## Aim of the task
Your reply must consist of the data below, reproduced character for character.

## Exercise inputs
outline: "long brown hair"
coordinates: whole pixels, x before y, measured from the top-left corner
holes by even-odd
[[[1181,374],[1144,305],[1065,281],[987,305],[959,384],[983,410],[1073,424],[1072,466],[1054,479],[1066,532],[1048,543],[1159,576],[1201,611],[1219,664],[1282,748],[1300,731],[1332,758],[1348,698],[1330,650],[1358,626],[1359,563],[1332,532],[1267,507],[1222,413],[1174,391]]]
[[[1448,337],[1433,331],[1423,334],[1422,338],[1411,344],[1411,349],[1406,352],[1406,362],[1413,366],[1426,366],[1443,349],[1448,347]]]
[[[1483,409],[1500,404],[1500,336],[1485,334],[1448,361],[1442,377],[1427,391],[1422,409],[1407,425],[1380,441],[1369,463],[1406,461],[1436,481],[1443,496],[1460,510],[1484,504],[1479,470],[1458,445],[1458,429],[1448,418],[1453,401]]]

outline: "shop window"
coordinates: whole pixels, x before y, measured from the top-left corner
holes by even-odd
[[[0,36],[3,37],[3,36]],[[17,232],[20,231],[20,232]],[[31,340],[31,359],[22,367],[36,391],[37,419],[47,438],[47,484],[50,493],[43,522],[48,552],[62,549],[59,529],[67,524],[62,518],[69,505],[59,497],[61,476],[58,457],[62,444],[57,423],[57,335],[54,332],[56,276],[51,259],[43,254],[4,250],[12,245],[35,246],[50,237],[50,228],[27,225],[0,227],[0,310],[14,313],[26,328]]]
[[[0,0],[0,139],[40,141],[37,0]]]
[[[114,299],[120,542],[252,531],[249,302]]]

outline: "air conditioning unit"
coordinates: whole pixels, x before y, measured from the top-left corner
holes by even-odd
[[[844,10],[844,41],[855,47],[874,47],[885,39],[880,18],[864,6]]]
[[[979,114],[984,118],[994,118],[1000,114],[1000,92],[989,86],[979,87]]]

## Result of this task
outline: "long brown hair"
coordinates: whole pixels, x before y, measured from the top-left corner
holes by even-odd
[[[1181,374],[1144,305],[1065,281],[987,305],[959,384],[983,410],[1073,424],[1072,466],[1054,479],[1066,532],[1048,543],[1159,576],[1201,611],[1219,664],[1282,748],[1300,731],[1332,758],[1348,698],[1330,650],[1358,626],[1359,563],[1332,532],[1267,507],[1222,413],[1174,391]]]
[[[1448,337],[1433,331],[1423,334],[1422,338],[1411,344],[1411,349],[1406,352],[1406,362],[1413,366],[1426,366],[1443,349],[1448,347]]]
[[[1483,409],[1500,404],[1500,336],[1485,334],[1448,361],[1442,377],[1427,391],[1422,409],[1407,425],[1380,441],[1369,463],[1406,461],[1436,481],[1443,496],[1460,510],[1484,504],[1479,470],[1458,445],[1458,429],[1448,418],[1453,401]]]

outline: "shop window"
coordinates: whole pixels, x before y, measured from the top-left corner
holes by even-odd
[[[0,36],[3,37],[3,36]],[[17,232],[20,231],[20,232]],[[31,340],[31,359],[22,367],[36,391],[37,419],[47,438],[47,484],[50,493],[43,522],[48,552],[62,549],[59,529],[67,524],[62,518],[69,505],[59,497],[61,476],[58,457],[62,444],[57,423],[57,335],[54,332],[56,276],[51,259],[43,254],[4,250],[12,245],[35,246],[50,237],[50,228],[27,225],[0,227],[0,310],[14,313],[26,328]]]
[[[0,0],[0,139],[40,141],[37,0]]]
[[[114,299],[120,542],[252,531],[249,302]]]

outline: "air conditioning unit"
coordinates: whole pixels, x before y, measured from the top-left corner
holes by even-odd
[[[844,10],[844,41],[855,47],[874,47],[885,39],[880,18],[864,6]]]
[[[979,114],[984,118],[994,118],[1000,114],[1000,92],[989,86],[979,87]]]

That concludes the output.